WHAT THE EXERCISE ASKS: Reproduce all of the data below word for word, leaving out the pictures.

MATERIAL FOR THIS TASK:
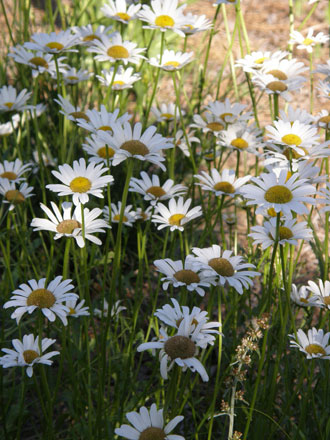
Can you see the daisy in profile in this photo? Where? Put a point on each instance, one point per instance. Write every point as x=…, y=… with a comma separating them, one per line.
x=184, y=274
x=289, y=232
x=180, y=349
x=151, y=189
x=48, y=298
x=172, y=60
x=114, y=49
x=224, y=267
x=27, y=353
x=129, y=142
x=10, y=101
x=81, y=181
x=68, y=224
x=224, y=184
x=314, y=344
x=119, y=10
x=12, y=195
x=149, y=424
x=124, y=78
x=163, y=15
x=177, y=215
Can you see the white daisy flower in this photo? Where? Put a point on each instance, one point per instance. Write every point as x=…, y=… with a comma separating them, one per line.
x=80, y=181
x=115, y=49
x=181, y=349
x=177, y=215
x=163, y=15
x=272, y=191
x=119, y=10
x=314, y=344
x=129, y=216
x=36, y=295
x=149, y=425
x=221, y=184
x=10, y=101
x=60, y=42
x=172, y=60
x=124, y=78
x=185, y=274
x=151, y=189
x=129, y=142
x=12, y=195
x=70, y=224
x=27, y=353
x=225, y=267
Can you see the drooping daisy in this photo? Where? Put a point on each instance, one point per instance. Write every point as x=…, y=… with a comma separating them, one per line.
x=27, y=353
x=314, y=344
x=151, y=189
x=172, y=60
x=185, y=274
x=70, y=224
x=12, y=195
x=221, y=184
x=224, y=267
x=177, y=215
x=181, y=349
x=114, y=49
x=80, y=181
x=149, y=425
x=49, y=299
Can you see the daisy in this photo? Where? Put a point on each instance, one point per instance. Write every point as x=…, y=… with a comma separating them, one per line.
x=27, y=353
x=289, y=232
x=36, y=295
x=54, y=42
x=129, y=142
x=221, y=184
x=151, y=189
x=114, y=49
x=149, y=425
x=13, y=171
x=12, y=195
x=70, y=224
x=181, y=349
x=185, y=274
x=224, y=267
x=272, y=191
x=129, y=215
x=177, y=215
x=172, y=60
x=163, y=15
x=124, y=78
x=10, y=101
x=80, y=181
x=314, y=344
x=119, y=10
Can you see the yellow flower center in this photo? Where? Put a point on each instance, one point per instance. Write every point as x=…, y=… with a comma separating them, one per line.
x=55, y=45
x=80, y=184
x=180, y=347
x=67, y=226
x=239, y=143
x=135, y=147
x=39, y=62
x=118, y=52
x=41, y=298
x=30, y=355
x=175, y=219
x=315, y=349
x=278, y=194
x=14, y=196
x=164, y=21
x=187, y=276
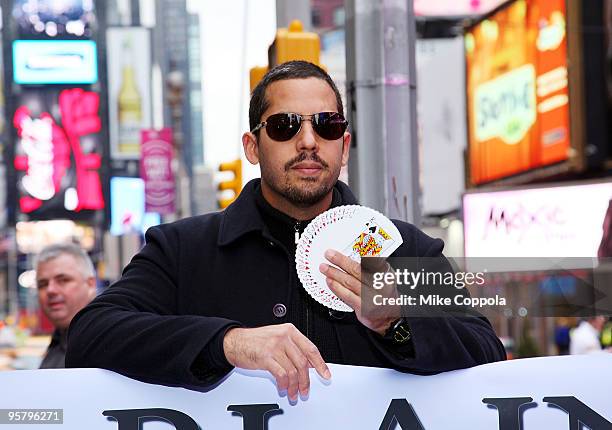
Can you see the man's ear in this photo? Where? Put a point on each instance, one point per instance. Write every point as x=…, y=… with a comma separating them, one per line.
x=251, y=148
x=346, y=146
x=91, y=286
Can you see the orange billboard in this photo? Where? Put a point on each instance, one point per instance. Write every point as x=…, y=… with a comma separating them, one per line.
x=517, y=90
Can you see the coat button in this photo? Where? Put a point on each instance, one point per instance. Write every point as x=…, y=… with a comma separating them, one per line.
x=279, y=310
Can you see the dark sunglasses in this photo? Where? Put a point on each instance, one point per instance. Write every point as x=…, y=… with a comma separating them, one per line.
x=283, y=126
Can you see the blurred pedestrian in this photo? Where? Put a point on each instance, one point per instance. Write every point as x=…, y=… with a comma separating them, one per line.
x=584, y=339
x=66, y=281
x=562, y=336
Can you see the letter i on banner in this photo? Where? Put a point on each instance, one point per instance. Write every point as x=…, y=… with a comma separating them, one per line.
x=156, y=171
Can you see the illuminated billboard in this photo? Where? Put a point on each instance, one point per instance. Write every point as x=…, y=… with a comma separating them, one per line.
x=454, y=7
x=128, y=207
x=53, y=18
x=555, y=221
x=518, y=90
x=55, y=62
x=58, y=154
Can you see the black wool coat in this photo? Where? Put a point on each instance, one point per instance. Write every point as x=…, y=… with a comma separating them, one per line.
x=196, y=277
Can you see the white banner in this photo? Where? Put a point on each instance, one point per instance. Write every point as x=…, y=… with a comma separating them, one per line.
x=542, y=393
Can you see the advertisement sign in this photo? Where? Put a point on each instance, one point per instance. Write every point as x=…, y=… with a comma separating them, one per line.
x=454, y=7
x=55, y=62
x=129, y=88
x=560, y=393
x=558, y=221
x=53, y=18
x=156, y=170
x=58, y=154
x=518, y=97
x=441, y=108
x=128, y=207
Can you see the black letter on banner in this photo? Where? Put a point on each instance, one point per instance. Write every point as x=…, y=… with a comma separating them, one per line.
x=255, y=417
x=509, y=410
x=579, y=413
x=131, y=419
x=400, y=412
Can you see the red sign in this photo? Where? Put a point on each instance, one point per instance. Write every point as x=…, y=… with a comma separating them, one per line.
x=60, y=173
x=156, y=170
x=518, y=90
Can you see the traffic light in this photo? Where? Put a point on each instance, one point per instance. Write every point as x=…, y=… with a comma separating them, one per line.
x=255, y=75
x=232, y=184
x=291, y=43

THE RESPONSE:
Can you see the daisy in profile in this photo? Where? Put a point on each instance, one point per instance. Write every point as x=…, y=… with a comma separating them, one per line.
x=184, y=274
x=289, y=232
x=180, y=349
x=151, y=189
x=48, y=298
x=172, y=60
x=114, y=49
x=224, y=267
x=27, y=353
x=129, y=142
x=10, y=101
x=81, y=181
x=68, y=224
x=224, y=184
x=314, y=344
x=119, y=10
x=12, y=195
x=149, y=424
x=124, y=78
x=163, y=15
x=177, y=215
Can you see the white daisy flower in this photo? Where? Put a point on each instance, one point per instance. Write every point as x=…, y=… with a comma separating them, one per line.
x=80, y=181
x=115, y=49
x=181, y=349
x=177, y=215
x=163, y=15
x=272, y=191
x=119, y=10
x=314, y=344
x=129, y=216
x=36, y=295
x=149, y=425
x=221, y=184
x=10, y=101
x=60, y=42
x=172, y=60
x=124, y=78
x=185, y=274
x=151, y=189
x=129, y=142
x=12, y=195
x=70, y=224
x=27, y=353
x=225, y=267
Can you see the drooping daisy in this photo? Where? Put a point on each instance, one point per instance. Write every point as x=…, y=… with a comma separating them, one per line.
x=27, y=353
x=314, y=344
x=151, y=189
x=172, y=60
x=185, y=274
x=70, y=224
x=12, y=195
x=221, y=184
x=224, y=267
x=177, y=215
x=181, y=349
x=114, y=49
x=80, y=181
x=149, y=425
x=49, y=299
Can you see the daisy in this photo? Where? Put a point on each instance, one point per instance. Write every point as x=…, y=… with a comma separating them, one per line.
x=27, y=353
x=289, y=232
x=36, y=295
x=54, y=42
x=129, y=142
x=221, y=184
x=151, y=189
x=114, y=49
x=149, y=425
x=13, y=171
x=12, y=195
x=70, y=224
x=181, y=349
x=185, y=274
x=224, y=267
x=272, y=191
x=129, y=215
x=177, y=215
x=172, y=60
x=163, y=15
x=124, y=78
x=10, y=101
x=80, y=181
x=314, y=344
x=119, y=10
Can you see the yellow flower center in this photo? Where? Put a point on each instance, one point per instance. Write every point as x=…, y=… with a comma separating them, one per line.
x=55, y=45
x=80, y=184
x=180, y=347
x=67, y=226
x=239, y=143
x=135, y=147
x=39, y=62
x=118, y=52
x=41, y=298
x=30, y=355
x=175, y=219
x=315, y=349
x=278, y=194
x=14, y=196
x=164, y=21
x=187, y=276
Can you see the man's ear in this photo? Where? Put a point on each instance, one point per instance. Write every point as x=…, y=… with a comma separating them, one per line.
x=251, y=148
x=346, y=146
x=91, y=286
Can you see the orange billboard in this photo? Where? Put a point on each instance, one point per instance. Write every point as x=…, y=… with a comma separating them, one per line.
x=517, y=90
Can you see the coat button in this photo? Where? Put a point on each instance, one point per instance. Write every point as x=…, y=… with a comma separating them, one per line.
x=279, y=310
Can you see the dark sunglasses in this photo? Where? Put a point on each instance, one point per instance. Write every point as x=…, y=… with a comma separating them, one per line.
x=283, y=126
Can you see the blurred pedestrian in this photo? Where? Put a point on each instance, one point per instance. Write every point as x=…, y=… with a comma separating them, one per line.
x=584, y=339
x=66, y=281
x=562, y=336
Can you see the letter i on banner in this photo? Where? Put a point on each instance, one point per instance. Write every point as x=…, y=… with a comma separating them, one per line.
x=156, y=171
Can you see the illuminated billboard in this photo? Where? Put a point on each instance, one point per instance. Write every point as x=…, y=… with a comma separating them, one per line.
x=454, y=7
x=128, y=207
x=53, y=18
x=555, y=221
x=518, y=90
x=55, y=62
x=58, y=154
Can you see the black wool coat in this photo? Where? Put a point on each instance, one point per instance. Write every point as x=…, y=… with a comma separating them, one per line.
x=196, y=277
Can you see the white banner in this photo? Where? Put a point on each instance, one point per instance. Write every point as x=…, y=… with a comma separating them, one per line.
x=542, y=393
Can you see the advertisement sign in this photo? Where? Put a point on each instance, one point per instance. Write every point as x=…, y=… with a comma separating them, one per line.
x=454, y=7
x=55, y=62
x=129, y=88
x=560, y=393
x=558, y=221
x=53, y=18
x=156, y=170
x=58, y=154
x=518, y=97
x=441, y=108
x=128, y=207
Can you see the black letter on banner in this photo? Where? Put a point on each instance, one point per instance. Write every point as x=…, y=… with a comma separating them, one per line.
x=255, y=417
x=509, y=410
x=579, y=413
x=131, y=419
x=400, y=412
Can you see the red sign in this photo? Where? Put a point on each instance, one point per instance. Write every point as x=…, y=… with a comma separating them, one per line.
x=60, y=173
x=156, y=170
x=518, y=90
Can you see the traffic light in this photo? Where? Put a point on each instance, one point per instance. Write every point as x=…, y=… with a comma separating them, one per line.
x=255, y=75
x=232, y=184
x=291, y=43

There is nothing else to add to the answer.